• [Exercise aim]:
The data below should be printed in full, exactly, and without any of its images.

• [Data extract]:
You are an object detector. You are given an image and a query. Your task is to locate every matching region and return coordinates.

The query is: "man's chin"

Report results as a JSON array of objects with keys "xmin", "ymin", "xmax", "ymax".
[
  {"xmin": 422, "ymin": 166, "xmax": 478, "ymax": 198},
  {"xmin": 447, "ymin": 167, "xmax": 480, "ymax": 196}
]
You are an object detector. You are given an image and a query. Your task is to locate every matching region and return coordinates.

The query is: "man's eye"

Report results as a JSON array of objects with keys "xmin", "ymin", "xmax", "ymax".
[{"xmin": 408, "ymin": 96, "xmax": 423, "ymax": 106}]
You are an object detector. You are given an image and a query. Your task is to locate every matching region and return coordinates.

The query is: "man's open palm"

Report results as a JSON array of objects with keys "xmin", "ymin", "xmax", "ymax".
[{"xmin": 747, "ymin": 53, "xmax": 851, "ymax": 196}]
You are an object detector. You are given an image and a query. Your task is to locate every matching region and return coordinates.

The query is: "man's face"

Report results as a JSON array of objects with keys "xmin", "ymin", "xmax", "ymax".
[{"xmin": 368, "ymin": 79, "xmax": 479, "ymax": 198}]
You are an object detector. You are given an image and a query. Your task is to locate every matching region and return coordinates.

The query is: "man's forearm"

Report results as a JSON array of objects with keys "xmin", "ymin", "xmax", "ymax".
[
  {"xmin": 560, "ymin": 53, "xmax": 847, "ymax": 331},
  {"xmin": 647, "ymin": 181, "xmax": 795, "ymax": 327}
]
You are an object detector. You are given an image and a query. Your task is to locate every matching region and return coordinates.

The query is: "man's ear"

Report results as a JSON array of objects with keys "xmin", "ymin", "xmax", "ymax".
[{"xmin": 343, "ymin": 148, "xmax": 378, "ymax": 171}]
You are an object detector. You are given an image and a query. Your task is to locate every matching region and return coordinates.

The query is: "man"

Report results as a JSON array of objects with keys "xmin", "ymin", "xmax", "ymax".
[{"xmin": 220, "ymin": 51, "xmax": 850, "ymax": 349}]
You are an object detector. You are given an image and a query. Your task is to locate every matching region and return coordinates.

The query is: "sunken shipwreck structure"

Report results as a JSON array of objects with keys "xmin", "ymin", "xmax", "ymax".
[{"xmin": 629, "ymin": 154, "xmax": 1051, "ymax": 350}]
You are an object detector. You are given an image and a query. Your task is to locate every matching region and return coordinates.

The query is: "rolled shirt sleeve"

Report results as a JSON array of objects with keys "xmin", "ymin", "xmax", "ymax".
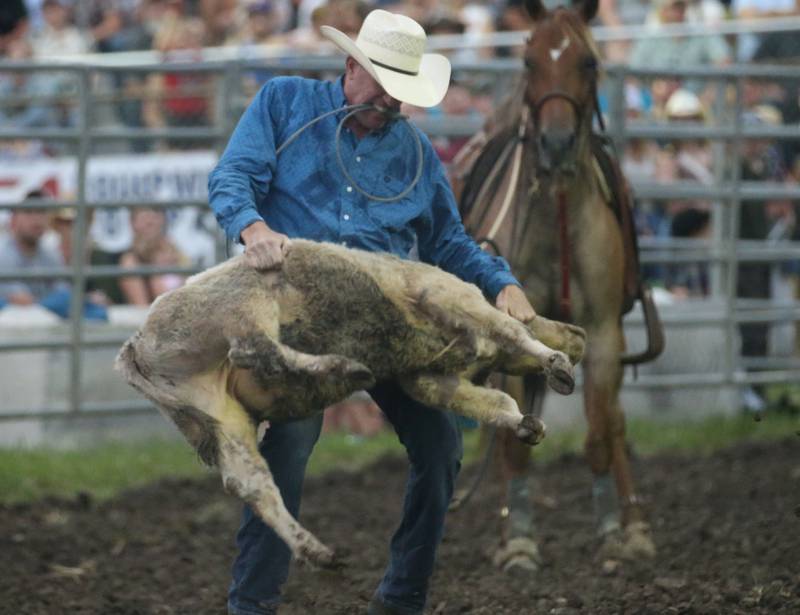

• [Completed exercise]:
You are an object detector. You are given an image and a query. Your task is to locate every matching region and return coordinates.

The query is: "man's chin"

Report results as a JSON array of objects with keys "xmin", "ymin", "xmax", "ymax".
[
  {"xmin": 422, "ymin": 166, "xmax": 478, "ymax": 198},
  {"xmin": 447, "ymin": 167, "xmax": 480, "ymax": 196}
]
You are an object detector. You are given an image and a query. Your task is to locate every matching region and return coordinates.

The query is: "man's eye"

Report results as a JSON array of objects with keys "xmin", "ymin", "xmax", "ymax".
[{"xmin": 408, "ymin": 96, "xmax": 423, "ymax": 106}]
You are an object detector. You are given an image and a query. Your task is to locate every matching region and return coordinates.

The query is: "man's open palm"

Report results as a JSON array of objects with keys "xmin", "ymin", "xmax", "ymax".
[{"xmin": 747, "ymin": 53, "xmax": 851, "ymax": 196}]
You are an object detector. You are given an image and a query. Your task is to locate every matching region and return coordinates.

The query is: "man's face"

Report results as a JSON array of objects with keys "xmin", "ymin", "xmax", "ymax".
[{"xmin": 368, "ymin": 79, "xmax": 479, "ymax": 198}]
You are an object detector. You are given an image and a query. Your task is to locate every matching region and return coordinates.

The query is: "man's forearm"

Report results as a JSON array of objects with keys "xmin", "ymin", "xmax", "ymax".
[
  {"xmin": 560, "ymin": 53, "xmax": 847, "ymax": 331},
  {"xmin": 647, "ymin": 181, "xmax": 795, "ymax": 327}
]
You are an object detector. You are given an image and a query. Your task is to locate every matching region and return coordinates.

The query is: "man's ear"

Report results as a JSON array of objects with keys "xmin", "ymin", "xmax", "ymax".
[{"xmin": 343, "ymin": 148, "xmax": 378, "ymax": 171}]
You are an object detector. You are given an image and a query. Your task is to locate every matching region and return coordinates.

The query is: "man"

Report results as a JSON array of objects with keys "xmin", "ymin", "xmax", "ymax".
[{"xmin": 220, "ymin": 51, "xmax": 850, "ymax": 349}]
You are an object detector. You are given an image and a query. Your task is to locate every matching region and return coordinates.

The query is: "sunken shipwreck structure"

Report results as a JSON array of objects with keys "xmin", "ymin", "xmax", "ymax".
[{"xmin": 629, "ymin": 154, "xmax": 1051, "ymax": 350}]
You are an object detector. You are given an image and a query. Your task is to locate every matching region and return coordinates.

The query is: "rolled shirt sleeve"

Report results as a JSON array of objects with keys "xmin", "ymin", "xmax", "ymax".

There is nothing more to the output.